**WHAT YOU SHOULD DO**
Output the entries in full and verbatim, pictures omitted.

**Stored data**
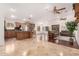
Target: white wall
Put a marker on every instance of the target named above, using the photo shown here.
(1, 31)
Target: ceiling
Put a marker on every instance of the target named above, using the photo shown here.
(38, 11)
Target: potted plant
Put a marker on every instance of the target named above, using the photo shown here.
(71, 26)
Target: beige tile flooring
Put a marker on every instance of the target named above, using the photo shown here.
(30, 47)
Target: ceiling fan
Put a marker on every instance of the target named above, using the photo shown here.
(58, 11)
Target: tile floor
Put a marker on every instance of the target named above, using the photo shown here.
(30, 47)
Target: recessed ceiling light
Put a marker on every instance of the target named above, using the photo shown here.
(12, 9)
(24, 19)
(31, 16)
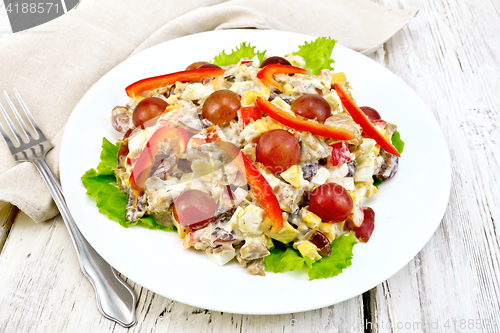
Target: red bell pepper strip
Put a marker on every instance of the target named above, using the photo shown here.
(261, 189)
(156, 82)
(302, 125)
(360, 117)
(177, 139)
(266, 73)
(246, 113)
(340, 155)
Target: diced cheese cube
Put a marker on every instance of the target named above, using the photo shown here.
(308, 249)
(321, 176)
(338, 172)
(233, 222)
(282, 105)
(312, 220)
(294, 176)
(361, 190)
(241, 87)
(182, 231)
(296, 60)
(329, 230)
(197, 91)
(253, 130)
(339, 78)
(367, 146)
(285, 235)
(172, 99)
(334, 101)
(250, 95)
(137, 142)
(250, 220)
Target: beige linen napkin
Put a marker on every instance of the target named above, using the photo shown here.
(54, 65)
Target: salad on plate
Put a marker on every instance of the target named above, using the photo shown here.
(266, 160)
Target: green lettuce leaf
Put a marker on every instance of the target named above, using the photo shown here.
(399, 145)
(279, 261)
(397, 142)
(337, 261)
(243, 51)
(377, 181)
(317, 54)
(289, 259)
(108, 157)
(110, 200)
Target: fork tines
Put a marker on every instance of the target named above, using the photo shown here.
(19, 144)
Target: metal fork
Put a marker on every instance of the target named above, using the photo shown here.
(115, 299)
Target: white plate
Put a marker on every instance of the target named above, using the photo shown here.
(408, 208)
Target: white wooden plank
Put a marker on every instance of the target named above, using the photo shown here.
(43, 290)
(7, 215)
(448, 54)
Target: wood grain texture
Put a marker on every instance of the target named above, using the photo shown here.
(43, 290)
(449, 54)
(7, 215)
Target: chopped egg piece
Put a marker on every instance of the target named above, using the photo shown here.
(321, 176)
(250, 220)
(308, 249)
(197, 91)
(294, 176)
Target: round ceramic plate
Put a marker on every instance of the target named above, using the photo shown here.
(408, 208)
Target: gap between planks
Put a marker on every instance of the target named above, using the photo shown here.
(8, 213)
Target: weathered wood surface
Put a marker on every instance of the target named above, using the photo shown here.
(449, 54)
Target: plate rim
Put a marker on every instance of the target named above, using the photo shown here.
(447, 172)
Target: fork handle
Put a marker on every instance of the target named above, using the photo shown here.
(116, 300)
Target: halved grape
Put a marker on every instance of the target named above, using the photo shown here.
(147, 110)
(278, 150)
(275, 61)
(194, 209)
(331, 202)
(312, 106)
(221, 107)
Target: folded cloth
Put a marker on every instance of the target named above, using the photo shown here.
(53, 65)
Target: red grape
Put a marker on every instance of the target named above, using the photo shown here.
(312, 106)
(278, 150)
(364, 232)
(371, 113)
(194, 209)
(123, 150)
(221, 107)
(209, 65)
(196, 65)
(275, 60)
(322, 243)
(331, 202)
(147, 110)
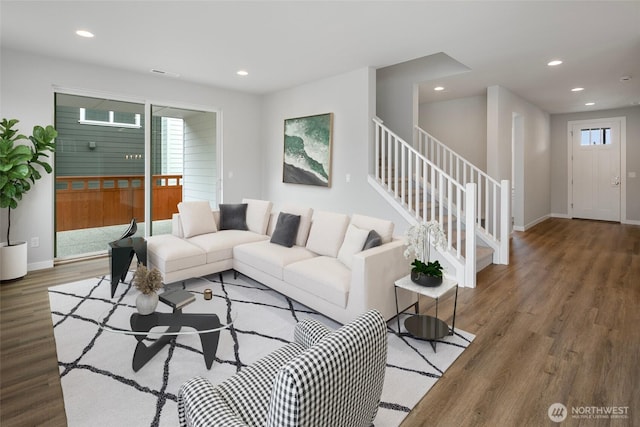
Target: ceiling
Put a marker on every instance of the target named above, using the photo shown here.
(284, 44)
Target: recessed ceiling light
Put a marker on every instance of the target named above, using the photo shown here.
(164, 73)
(85, 33)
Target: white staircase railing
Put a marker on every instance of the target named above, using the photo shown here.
(493, 198)
(428, 193)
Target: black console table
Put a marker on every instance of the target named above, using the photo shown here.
(120, 255)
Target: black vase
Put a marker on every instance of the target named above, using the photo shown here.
(425, 280)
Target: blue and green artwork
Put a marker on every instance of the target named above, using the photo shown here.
(307, 150)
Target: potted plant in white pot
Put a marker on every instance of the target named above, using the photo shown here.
(420, 237)
(148, 283)
(19, 164)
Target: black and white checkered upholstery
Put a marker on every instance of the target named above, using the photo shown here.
(323, 378)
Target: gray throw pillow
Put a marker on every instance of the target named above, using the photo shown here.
(286, 229)
(233, 216)
(373, 240)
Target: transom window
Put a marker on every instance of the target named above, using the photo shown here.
(109, 118)
(595, 136)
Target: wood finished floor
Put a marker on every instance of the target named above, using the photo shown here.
(559, 324)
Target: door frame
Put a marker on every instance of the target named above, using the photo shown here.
(622, 121)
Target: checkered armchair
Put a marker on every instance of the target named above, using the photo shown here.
(323, 378)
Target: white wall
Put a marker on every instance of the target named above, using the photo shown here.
(397, 89)
(461, 124)
(559, 161)
(535, 169)
(348, 96)
(26, 87)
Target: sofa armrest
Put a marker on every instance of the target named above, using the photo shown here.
(309, 331)
(200, 405)
(176, 226)
(373, 274)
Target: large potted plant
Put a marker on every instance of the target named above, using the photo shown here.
(19, 170)
(420, 238)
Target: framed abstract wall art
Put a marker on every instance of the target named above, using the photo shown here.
(307, 150)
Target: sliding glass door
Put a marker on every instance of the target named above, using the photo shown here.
(99, 172)
(184, 160)
(100, 166)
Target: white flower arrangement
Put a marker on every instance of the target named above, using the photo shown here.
(420, 237)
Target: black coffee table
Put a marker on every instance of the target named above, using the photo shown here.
(207, 326)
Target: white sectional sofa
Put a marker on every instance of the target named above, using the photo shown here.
(320, 261)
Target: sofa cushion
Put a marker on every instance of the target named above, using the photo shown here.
(382, 226)
(170, 253)
(219, 246)
(322, 276)
(286, 229)
(353, 243)
(233, 216)
(373, 240)
(258, 215)
(269, 257)
(196, 218)
(327, 233)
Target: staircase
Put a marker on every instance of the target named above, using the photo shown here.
(429, 181)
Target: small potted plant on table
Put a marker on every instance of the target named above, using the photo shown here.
(420, 237)
(148, 283)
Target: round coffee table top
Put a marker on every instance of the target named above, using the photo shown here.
(426, 327)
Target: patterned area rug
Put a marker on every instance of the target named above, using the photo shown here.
(100, 387)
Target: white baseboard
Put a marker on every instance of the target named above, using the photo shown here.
(39, 265)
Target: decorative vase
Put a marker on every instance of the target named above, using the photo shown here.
(146, 303)
(425, 280)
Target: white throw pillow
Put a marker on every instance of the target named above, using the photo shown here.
(196, 218)
(353, 243)
(258, 212)
(327, 233)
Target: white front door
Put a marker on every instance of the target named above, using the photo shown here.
(596, 170)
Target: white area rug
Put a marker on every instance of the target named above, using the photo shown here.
(100, 387)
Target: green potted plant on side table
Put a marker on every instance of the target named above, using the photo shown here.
(19, 164)
(420, 237)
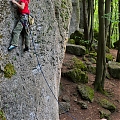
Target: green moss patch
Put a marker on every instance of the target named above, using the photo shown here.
(77, 76)
(86, 92)
(2, 115)
(107, 105)
(9, 70)
(79, 64)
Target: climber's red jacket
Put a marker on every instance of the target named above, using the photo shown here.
(26, 9)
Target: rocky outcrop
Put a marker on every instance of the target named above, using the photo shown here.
(114, 69)
(75, 18)
(75, 49)
(25, 93)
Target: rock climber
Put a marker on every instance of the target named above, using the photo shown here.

**RESULT OF THE TASK**
Target: white wall
Put a marker on every instance of the target named above, using the photo shown here.
(1, 31)
Target: ceiling
Put a marker on every instance of the target named above, using the photo shown here.
(38, 11)
Target: potted plant
Put a marker on every instance of the target named above, using the photo shown here.
(71, 26)
Target: beige tile flooring
Put a marker on every instance of the target named above, using the photo shown here.
(30, 47)
Target: ceiling fan
Put a marker on every instance of the target named above, using the photo shown here.
(58, 11)
Target: tile floor
Put a marker on every instance of the target named above, using the photo shown here.
(30, 47)
Target: recessed ceiling light
Put a marker on every instance of the target named above, using the photo shown here.
(12, 9)
(24, 19)
(31, 16)
Target: red bell pepper strip
Put a marker on every instance of the target named above, using the photo shown here.
(261, 189)
(156, 82)
(302, 125)
(360, 117)
(177, 139)
(266, 73)
(246, 113)
(340, 155)
Target: diced cheese cube
Put a marker on every instance of the target named above, using the photo shown here.
(308, 249)
(321, 176)
(338, 172)
(233, 222)
(282, 105)
(312, 220)
(294, 176)
(361, 190)
(241, 87)
(182, 231)
(296, 60)
(329, 230)
(197, 91)
(253, 130)
(339, 78)
(367, 146)
(285, 235)
(172, 99)
(334, 101)
(250, 95)
(137, 142)
(250, 220)
Target: beige linen napkin
Put a marker on every instance of the target named above, using the photo shown here.
(54, 65)
Target: salad on plate
Put a marker on every instance of the target named above, using the photo shown here.
(266, 160)
Target: green lettuce leaf
Put a marker on every instance of the target named above, using the photo shown here.
(399, 145)
(279, 261)
(397, 142)
(337, 261)
(243, 51)
(377, 181)
(317, 54)
(289, 259)
(108, 157)
(110, 200)
Target: fork tines
Put a marker on every instance of the target named above, using the photo shown here.
(19, 144)
Target: metal fork
Put a marker on every instance of the target named above, using the photo shown here.
(115, 299)
Target: white plate
Put a marker on every instance of the target named above, using the photo shown here.
(408, 208)
Target: white wooden plank
Put a marker on every instance of the target named above, using the photo shown here.
(43, 290)
(7, 215)
(448, 54)
Target: wood grain texture
Put a marker on every instance of the target named above, using the photo shown here.
(43, 290)
(449, 54)
(7, 215)
Target: chopped egg piece
Put a marker on every instance of the target named above, using the photo shown here.
(321, 176)
(250, 220)
(308, 249)
(197, 91)
(294, 176)
Target: round ceramic plate
Put a marker on every instance of the target named above, using the photo shown here.
(408, 208)
Target: gap between planks
Put a marker on every instance of the target named above, using the photo shown here.
(8, 213)
Target: weathered wood surface
Put a marker on every instance of the target named above, using the photo shown here.
(449, 54)
Target: plate rim
Put a marker on every instance of the target named above, using the photo shown here.
(447, 172)
Target: fork handle
Put a marker on every instance of the target named above, using the photo shown here.
(116, 300)
Target: halved grape
Put a marker on every instance of the target named above, using the photo shown here.
(147, 110)
(278, 150)
(275, 61)
(194, 209)
(331, 202)
(312, 106)
(221, 107)
Target: folded cloth
Put a marker on every instance of the target named above, using the photo shown here.
(53, 65)
Target: red grape
Put a marker on every instance of the target named above, using the photo shown here.
(312, 106)
(278, 150)
(364, 232)
(371, 113)
(194, 209)
(123, 150)
(221, 107)
(209, 65)
(196, 65)
(275, 60)
(322, 243)
(331, 202)
(147, 110)
Target: ceiling
Put a marker on every instance of the target named above, using the photo shown here.
(284, 44)
Target: recessed ceiling light
Put a marker on every instance of the target named above, using the photo shown here.
(164, 73)
(85, 33)
Target: white staircase railing
Put a marker on every instance of the target named above, using the photo shown here.
(493, 198)
(428, 193)
Target: black console table
Put a marker on every instance of the target named above, using the photo shown here.
(120, 255)
Target: black vase
Put a marker on every instance of the target named above, using the photo shown here.
(425, 280)
Target: blue and green artwork
Put a marker on every instance of the target named above, using the photo shown here.
(307, 150)
Target: potted plant in white pot
Put a marker on every instance of the target named above, using the photo shown here.
(420, 237)
(148, 283)
(19, 164)
Target: black and white checkered upholstery
Put a marker on every instance of the target named above, using the photo shown here.
(323, 378)
Target: gray throw pillow
Put a marker on every instance of the target named above, using the photo shown here.
(286, 229)
(233, 216)
(373, 240)
Target: transom window
Put a marker on every instance of the target named above, using the photo shown here.
(109, 118)
(595, 136)
Target: wood finished floor
Put a marker on every instance of the target named above, using the photo shown here.
(559, 324)
Target: door frame
Put a marker on every instance of the target named above, using the photo shown here.
(622, 121)
Target: checkered armchair
Put a marker on every instance of the target named above, using the photo shown here.
(323, 378)
Target: white wall
Put a marker on every instance of the target named above, using the photo shown here.
(397, 89)
(461, 124)
(559, 161)
(535, 169)
(348, 96)
(26, 87)
Target: sofa armrest
Put a marker on every instance of the target named above, using the photo shown here.
(309, 331)
(200, 405)
(176, 226)
(373, 274)
Target: large potted plant
Put a marker on every instance of the target named above, using the photo shown here.
(19, 170)
(420, 238)
Target: framed abstract wall art
Put a marker on every instance of the target named above, using the photo shown here.
(307, 150)
Target: sliding glass door
Put a marker on every instance of the target named above, using the photo shown here.
(99, 172)
(184, 160)
(100, 166)
Target: white flower arrangement
Put a marker on every instance of the target named above, using the photo shown here.
(420, 237)
Target: black coffee table
Put a marker on every instance of the target named above, using the photo shown here.
(207, 326)
Target: white sectional sofa
Put a marker on every instance of the target named above, using the photo shown here.
(320, 261)
Target: sofa cushion
Put a marker on every instance of the target named above, using the photo shown here.
(382, 226)
(170, 253)
(219, 246)
(322, 276)
(286, 229)
(353, 243)
(233, 216)
(373, 240)
(258, 215)
(269, 257)
(196, 218)
(327, 233)
Target: staircase
Put a marker on every instance of the target named above, using the photo shown here.
(429, 181)
Target: small potted plant on table
Put a marker on every instance of the target named above, using the photo shown here.
(420, 237)
(148, 283)
Target: round coffee table top
Put a marker on every instance of the target named above, using the photo shown here.
(426, 327)
Target: patterned area rug
Put a marker on every instance of the target named above, using the photo shown here.
(100, 387)
Target: white baseboard
Put a marker on every instance of the target named above, using the photo shown here.
(39, 265)
Target: decorative vase
Put a marker on every instance of the target named above, using the photo shown here.
(146, 303)
(425, 280)
Target: white throw pillow
Put a marker on every instance of the target named above, using the photo shown here.
(196, 218)
(353, 243)
(258, 212)
(327, 233)
Target: white front door
Put a marker on every instance of the target named above, using the photo shown here.
(596, 170)
Target: white area rug
Put a marker on every instance of the target named above, using the photo shown here.
(100, 387)
Target: green potted plant on side table
Put a marker on every instance of the target named above, using the photo shown here.
(19, 164)
(420, 237)
Target: green moss patch
Put a marker on every instance of the target named above, using the photo shown here.
(77, 76)
(86, 92)
(2, 115)
(107, 105)
(9, 70)
(79, 64)
Target: climber's red jacket
Put a marker on every instance of the target named above, using the photo shown here.
(26, 9)
Target: rocky outcrop
Put a marker on every instance of the target named above, using the photo shown here.
(114, 69)
(75, 18)
(75, 49)
(25, 93)
Target: rock climber
Put a marker on every instance of the target named above, using the photo shown here.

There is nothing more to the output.